> **Problem**
Reproduce every entry below, switching each occurrence of "one point per line" to "one point per row" and leaving all other text unchanged.

> **Exercise material**
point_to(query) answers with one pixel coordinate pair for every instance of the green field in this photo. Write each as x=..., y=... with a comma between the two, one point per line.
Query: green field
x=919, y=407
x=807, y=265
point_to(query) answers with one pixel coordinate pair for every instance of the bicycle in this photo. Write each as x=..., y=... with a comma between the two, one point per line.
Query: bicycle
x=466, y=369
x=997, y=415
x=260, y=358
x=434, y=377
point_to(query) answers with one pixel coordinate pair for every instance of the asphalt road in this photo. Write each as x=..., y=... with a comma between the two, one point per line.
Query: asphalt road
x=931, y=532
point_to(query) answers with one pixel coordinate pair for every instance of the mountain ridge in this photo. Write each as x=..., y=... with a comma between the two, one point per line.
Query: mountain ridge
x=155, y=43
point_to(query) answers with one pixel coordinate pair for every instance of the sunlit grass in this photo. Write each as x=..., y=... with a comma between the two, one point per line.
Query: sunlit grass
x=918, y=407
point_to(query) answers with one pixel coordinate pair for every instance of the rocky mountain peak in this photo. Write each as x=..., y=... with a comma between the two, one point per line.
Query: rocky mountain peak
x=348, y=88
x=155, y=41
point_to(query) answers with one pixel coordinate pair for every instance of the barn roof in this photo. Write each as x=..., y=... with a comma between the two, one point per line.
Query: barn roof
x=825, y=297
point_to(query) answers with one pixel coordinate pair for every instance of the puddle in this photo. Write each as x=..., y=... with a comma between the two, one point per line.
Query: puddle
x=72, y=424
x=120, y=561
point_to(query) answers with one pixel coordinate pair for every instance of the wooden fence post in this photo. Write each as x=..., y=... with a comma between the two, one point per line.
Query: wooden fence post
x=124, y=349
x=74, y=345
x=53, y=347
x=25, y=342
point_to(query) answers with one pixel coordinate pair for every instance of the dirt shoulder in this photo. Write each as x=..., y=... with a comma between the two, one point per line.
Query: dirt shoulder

> **The solution**
point_to(query) answers with one pixel coordinate pair for every instance of the green field in this photo. Write each as x=..., y=... with a comma between the two, one point per row.
Query: green field
x=919, y=407
x=807, y=265
point_to(query) answers with one pixel coordinate pair for every instance of the bicycle in this photo. Write each as x=..., y=... with a comma between the two, one point per row.
Query: bicycle
x=466, y=369
x=997, y=415
x=260, y=358
x=434, y=377
point_to(query) answers with one pixel coordinate pair for every instance of the asphalt road in this photo. Write each as x=..., y=... with a comma between the two, one point per row.
Query: asphalt road
x=931, y=532
point_to(query) answers with one pixel coordinate pair for every instance of the mountain ridge in this photo. Write each as x=..., y=... with a comma between the two, one point per row.
Query: mountain ridge
x=155, y=43
point_to(query) answers with one pixel coordinate pair for every instance of the sunlit grass in this photo. Write each as x=..., y=... with a comma between the two, one point per row.
Query: sunlit grass
x=918, y=407
point_to(query) answers with one pixel coordinate pair for every instance of the rocky mountain peak in this photo. Write each as x=..., y=... with a comma between the two, one point per row.
Query: rocky mountain peak
x=348, y=88
x=155, y=41
point_to(query) answers with one pixel coordinate pair for every instance of the barn roof in this photo. Write each as x=..., y=... with a comma between the two, one point per row.
Query: barn roof
x=825, y=297
point_to(query) answers with one pixel coordinate pair for every instance of the puddle in this photo. Write each as x=..., y=... with a comma between the two, one point per row.
Query: puddle
x=72, y=424
x=120, y=561
point_to(query) answers with one pixel coordinate pair for every instance of the wooden fence post in this photo. Write each as x=..., y=... with a comma between the two, one point per row.
Query: wooden fence post
x=124, y=349
x=74, y=345
x=53, y=347
x=25, y=342
point_to(query) answers with one pixel coordinate pair for every instance of the dirt shoulder in this photo. Write each as x=..., y=... with a comma between the two, one point per row.
Query: dirt shoulder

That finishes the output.